* SET TASK: Repeat the whole listing exactly.

════════════════

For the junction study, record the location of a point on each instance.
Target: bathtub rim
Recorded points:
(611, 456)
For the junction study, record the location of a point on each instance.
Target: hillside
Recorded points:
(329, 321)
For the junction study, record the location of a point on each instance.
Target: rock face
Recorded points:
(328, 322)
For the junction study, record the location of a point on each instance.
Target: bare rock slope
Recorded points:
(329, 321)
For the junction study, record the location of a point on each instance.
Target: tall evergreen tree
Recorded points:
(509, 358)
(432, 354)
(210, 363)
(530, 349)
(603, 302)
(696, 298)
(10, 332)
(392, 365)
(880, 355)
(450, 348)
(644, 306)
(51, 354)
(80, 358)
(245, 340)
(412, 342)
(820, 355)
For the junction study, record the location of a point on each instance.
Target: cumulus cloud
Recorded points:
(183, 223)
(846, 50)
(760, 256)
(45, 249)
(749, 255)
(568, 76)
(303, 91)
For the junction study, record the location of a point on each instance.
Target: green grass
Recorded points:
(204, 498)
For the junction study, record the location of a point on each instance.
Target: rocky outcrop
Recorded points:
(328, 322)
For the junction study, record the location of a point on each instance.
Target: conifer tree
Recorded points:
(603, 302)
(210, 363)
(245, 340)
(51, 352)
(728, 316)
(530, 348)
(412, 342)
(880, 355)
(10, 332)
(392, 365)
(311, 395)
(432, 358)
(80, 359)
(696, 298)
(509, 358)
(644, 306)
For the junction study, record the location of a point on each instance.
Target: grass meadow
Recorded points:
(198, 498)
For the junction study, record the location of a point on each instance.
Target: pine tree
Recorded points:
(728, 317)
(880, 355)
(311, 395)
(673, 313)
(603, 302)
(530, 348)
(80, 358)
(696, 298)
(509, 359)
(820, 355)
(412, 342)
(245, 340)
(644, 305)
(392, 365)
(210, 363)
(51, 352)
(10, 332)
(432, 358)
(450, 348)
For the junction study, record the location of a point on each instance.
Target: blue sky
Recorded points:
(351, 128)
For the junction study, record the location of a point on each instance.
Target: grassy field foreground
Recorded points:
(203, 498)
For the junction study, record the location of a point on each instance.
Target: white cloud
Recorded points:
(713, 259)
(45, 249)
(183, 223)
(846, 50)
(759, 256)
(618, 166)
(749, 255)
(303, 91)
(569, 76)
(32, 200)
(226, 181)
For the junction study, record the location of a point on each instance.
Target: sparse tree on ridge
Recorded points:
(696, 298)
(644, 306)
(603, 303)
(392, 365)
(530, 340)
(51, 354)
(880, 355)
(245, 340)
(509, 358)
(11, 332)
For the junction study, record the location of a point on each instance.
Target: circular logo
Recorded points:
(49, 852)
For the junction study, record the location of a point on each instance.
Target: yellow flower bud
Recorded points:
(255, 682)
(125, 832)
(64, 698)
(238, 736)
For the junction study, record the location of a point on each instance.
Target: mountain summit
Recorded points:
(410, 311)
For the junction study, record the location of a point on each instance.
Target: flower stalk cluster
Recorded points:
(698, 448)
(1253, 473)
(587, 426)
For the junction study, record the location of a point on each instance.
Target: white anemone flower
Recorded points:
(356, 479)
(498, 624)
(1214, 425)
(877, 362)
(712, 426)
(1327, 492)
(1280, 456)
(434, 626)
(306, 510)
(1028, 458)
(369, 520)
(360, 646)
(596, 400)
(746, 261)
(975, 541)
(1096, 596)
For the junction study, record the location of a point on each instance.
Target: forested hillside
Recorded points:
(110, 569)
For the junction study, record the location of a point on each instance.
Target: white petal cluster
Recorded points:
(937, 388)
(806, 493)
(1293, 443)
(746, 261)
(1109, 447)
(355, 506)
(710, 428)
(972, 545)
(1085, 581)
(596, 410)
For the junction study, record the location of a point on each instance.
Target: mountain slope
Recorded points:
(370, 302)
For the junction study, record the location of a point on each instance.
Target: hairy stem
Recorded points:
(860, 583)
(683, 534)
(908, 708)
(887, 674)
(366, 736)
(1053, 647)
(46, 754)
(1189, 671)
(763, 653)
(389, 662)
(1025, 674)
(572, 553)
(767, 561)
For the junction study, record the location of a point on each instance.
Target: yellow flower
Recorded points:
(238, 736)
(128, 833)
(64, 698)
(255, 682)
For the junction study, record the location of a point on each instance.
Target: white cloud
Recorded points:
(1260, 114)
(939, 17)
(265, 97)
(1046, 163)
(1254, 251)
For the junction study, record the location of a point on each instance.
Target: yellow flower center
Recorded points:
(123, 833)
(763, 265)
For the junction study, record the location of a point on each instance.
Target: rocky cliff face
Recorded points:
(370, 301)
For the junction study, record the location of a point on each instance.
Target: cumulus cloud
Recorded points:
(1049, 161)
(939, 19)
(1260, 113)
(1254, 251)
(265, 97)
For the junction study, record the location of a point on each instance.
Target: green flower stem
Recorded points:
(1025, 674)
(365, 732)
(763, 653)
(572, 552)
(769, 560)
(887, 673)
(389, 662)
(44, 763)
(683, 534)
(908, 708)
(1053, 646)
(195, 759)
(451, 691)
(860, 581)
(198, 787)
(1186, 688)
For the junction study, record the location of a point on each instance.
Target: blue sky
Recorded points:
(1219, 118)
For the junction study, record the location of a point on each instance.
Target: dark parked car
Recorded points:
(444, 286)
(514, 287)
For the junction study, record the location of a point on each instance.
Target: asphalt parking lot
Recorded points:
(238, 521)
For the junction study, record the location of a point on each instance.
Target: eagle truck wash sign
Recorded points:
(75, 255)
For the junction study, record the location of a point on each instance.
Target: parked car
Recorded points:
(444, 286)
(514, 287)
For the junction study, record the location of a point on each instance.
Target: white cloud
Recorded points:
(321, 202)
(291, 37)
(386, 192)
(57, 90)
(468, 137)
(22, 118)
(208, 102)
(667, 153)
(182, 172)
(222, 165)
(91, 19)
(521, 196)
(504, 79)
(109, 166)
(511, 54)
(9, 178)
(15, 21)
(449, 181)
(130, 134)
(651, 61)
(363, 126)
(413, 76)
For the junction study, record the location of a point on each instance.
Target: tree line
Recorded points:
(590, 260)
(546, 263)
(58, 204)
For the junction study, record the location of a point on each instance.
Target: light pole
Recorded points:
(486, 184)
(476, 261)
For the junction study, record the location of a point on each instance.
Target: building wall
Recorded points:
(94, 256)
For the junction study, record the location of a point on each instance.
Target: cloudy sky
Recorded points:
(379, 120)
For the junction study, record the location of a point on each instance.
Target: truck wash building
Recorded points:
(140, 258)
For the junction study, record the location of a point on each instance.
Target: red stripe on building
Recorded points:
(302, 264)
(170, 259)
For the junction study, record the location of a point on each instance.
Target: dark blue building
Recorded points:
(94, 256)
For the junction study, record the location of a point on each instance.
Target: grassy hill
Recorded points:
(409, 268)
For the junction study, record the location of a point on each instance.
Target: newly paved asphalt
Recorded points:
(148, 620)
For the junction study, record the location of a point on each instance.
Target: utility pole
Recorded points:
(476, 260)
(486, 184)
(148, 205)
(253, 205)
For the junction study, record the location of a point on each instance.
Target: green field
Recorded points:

════════════════

* WRITTEN RESPONSE:
For the junction study, record the location of a point on each instance.
Target: bathtub rim
Recorded points:
(611, 456)
For the junction study, record the location of a point on each instance.
Target: hillside
Recorded points:
(329, 321)
For the junction study, record the location of a point on each instance.
Target: rock face
Recorded points:
(328, 322)
For the junction study, record the location of a point on each instance.
Target: bare rock slope
Recorded points:
(329, 321)
For the junction study, record the location of a point on each instance.
Target: tall evergreen tree
Recorded points:
(509, 358)
(432, 354)
(210, 363)
(530, 349)
(603, 302)
(696, 298)
(10, 332)
(392, 365)
(880, 355)
(450, 348)
(644, 306)
(51, 354)
(80, 358)
(245, 340)
(412, 342)
(820, 355)
For the junction study, record the location of a point on each instance.
Target: cumulus cloud
Recorded points:
(183, 223)
(846, 50)
(760, 256)
(45, 249)
(749, 255)
(568, 76)
(303, 91)
For the junction study, record the location of a point on each instance.
Target: green grass
Recorded points:
(204, 498)
For the junction study, record the location of a point on each instance.
Target: rocky outcrop
Recorded points:
(328, 322)
For the junction study, record the location of a point on each instance.
Target: conifer tree
Recorded points:
(603, 302)
(210, 363)
(245, 340)
(51, 352)
(728, 316)
(530, 348)
(412, 342)
(880, 355)
(10, 332)
(392, 365)
(311, 395)
(432, 358)
(80, 359)
(696, 298)
(509, 358)
(644, 306)
For the junction study, record the location of a point on each instance.
Target: grass meadow
Recorded points:
(198, 498)
For the junction study, record the location of a point on each instance.
Target: pine tree
Recorded points:
(728, 317)
(880, 355)
(311, 395)
(673, 313)
(603, 302)
(530, 348)
(80, 358)
(696, 298)
(509, 359)
(820, 355)
(412, 342)
(245, 340)
(644, 305)
(392, 365)
(210, 363)
(51, 352)
(10, 332)
(432, 358)
(450, 348)
For the junction study, record the location of a point on each instance.
Target: blue sky
Recorded points:
(351, 128)
For the junction study, record the location of a point on each instance.
Target: grassy field foreground
Recorded points:
(203, 498)
For the junction study, record the location of a point on each instance.
Target: white cloud
Recorded points:
(713, 259)
(45, 249)
(183, 223)
(846, 50)
(759, 256)
(618, 166)
(749, 255)
(303, 91)
(569, 76)
(32, 200)
(226, 181)
For the junction study, record the location of a point on each instance.
Target: sparse tree on ridge
Recorded points:
(696, 298)
(644, 306)
(603, 303)
(392, 365)
(530, 340)
(51, 354)
(880, 355)
(245, 340)
(509, 358)
(11, 332)
For the junction study, record the location of a point on each instance.
Target: circular logo
Recorded points:
(49, 852)
For the junction study, record the location of a point on each instance.
Target: yellow flower bud
Recorded points:
(255, 682)
(125, 832)
(64, 698)
(238, 736)
For the junction study, record the location of a point on each instance.
Target: mountain summit
Recorded points:
(410, 311)
For the junction study, record the location of a point on each instance.
Target: flower stalk cluster
Recorded points:
(698, 448)
(1253, 473)
(587, 426)
For the junction study, record the location of a point on each instance.
Target: white anemone flower
Recorded points:
(356, 479)
(498, 624)
(1214, 425)
(877, 362)
(712, 426)
(1327, 492)
(1280, 456)
(434, 626)
(306, 510)
(1028, 458)
(369, 520)
(360, 646)
(596, 400)
(746, 261)
(975, 541)
(1096, 596)
For the junction study, record the location of a point on each instance.
Target: forested hillside
Recorded points:
(110, 569)
For the junction study, record the location of a point on each instance.
Target: white petal cluster
Recorded points:
(937, 388)
(806, 493)
(1293, 443)
(746, 261)
(1109, 447)
(355, 506)
(710, 428)
(972, 545)
(1085, 581)
(596, 410)
For the junction study, record the location of a point on each instance.
Target: mountain slope
Recorded points:
(370, 302)
For the junction study, record the location of a point on each instance.
Target: hairy stem
Recorded points:
(860, 583)
(683, 534)
(908, 708)
(887, 674)
(366, 736)
(1053, 647)
(46, 754)
(1189, 671)
(763, 653)
(389, 662)
(1025, 674)
(572, 553)
(767, 561)
For the junction study, record the location of a point on each instance.
Target: yellow flower
Recorded points:
(238, 736)
(128, 833)
(64, 698)
(255, 682)
For the junction study, record the location of a point on each instance.
Target: white cloud
Recorded points:
(1260, 114)
(939, 17)
(265, 97)
(1046, 163)
(1254, 251)
For the junction study, record the location of a point on each instance.
Target: yellow flower center
Recorded points:
(123, 833)
(763, 265)
For the junction study, record the location of a point on each instance.
Target: rocky cliff face
Recorded points:
(370, 301)
For the junction study, record the location of a point on each instance.
Target: cumulus cloud
Recorded points:
(1049, 161)
(939, 19)
(1260, 113)
(1254, 251)
(265, 97)
For the junction study, record the location of a point on each instance.
Target: green flower stem
Recorded points:
(1025, 674)
(365, 732)
(763, 653)
(572, 552)
(769, 560)
(887, 673)
(389, 662)
(44, 763)
(683, 534)
(908, 708)
(1053, 646)
(195, 759)
(451, 691)
(860, 581)
(198, 787)
(1186, 688)
For the junction study, record the location of a point on each instance.
Target: blue sky
Recorded points:
(1219, 118)
For the junction study, record the location of a point on each instance.
Target: dark parked car
Recorded points:
(444, 286)
(514, 287)
For the junction study, record the location of a point on each instance.
Target: asphalt parking lot
Recorded points:
(238, 521)
For the junction study, record the location of a point on each instance.
Target: eagle truck wash sign
Recorded points:
(75, 255)
For the junction study, record the location of a point on each instance.
Target: parked car
Recorded points:
(444, 286)
(514, 287)
For the junction study, record the location of a point on each instance.
Target: white cloud
Recorded points:
(321, 202)
(291, 37)
(386, 192)
(57, 90)
(468, 137)
(22, 118)
(208, 102)
(667, 153)
(182, 172)
(222, 165)
(91, 19)
(521, 196)
(504, 79)
(109, 166)
(511, 54)
(9, 178)
(15, 21)
(449, 181)
(130, 134)
(651, 61)
(363, 126)
(413, 76)
For the junction study, record the location of a point on each instance.
Target: tree line
Recorded points:
(590, 260)
(546, 263)
(58, 204)
For the junction study, record the location of a point on each instance.
Target: light pole
Recorded points:
(486, 184)
(476, 261)
For the junction study, record the location of a point on each instance.
Target: building wall
Recorded points:
(94, 256)
For the junction study, record the location of a point on each instance.
Target: cloudy sky
Recorded points:
(379, 120)
For the junction study, record the location of a point on each instance.
Target: truck wash building
Recorded points:
(140, 258)
For the junction study, record the location of a point on each instance.
Target: red stripe on building
Recorded points:
(302, 264)
(170, 259)
For the junction study, record the location of a point on each instance.
Target: dark blue building
Recorded points:
(94, 256)
For the junction study, record the location of a point on each instance.
Target: grassy hill
Recorded points:
(409, 268)
For the junction study, record the location of a point on each instance.
Target: newly paved asphalt
Recorded points:
(148, 620)
For the junction study, record the location of a point on each instance.
Target: utility pole
Recorded points:
(476, 260)
(486, 184)
(148, 205)
(253, 205)
For the junction study, record the location of a point on each instance.
Target: green field
Recorded points:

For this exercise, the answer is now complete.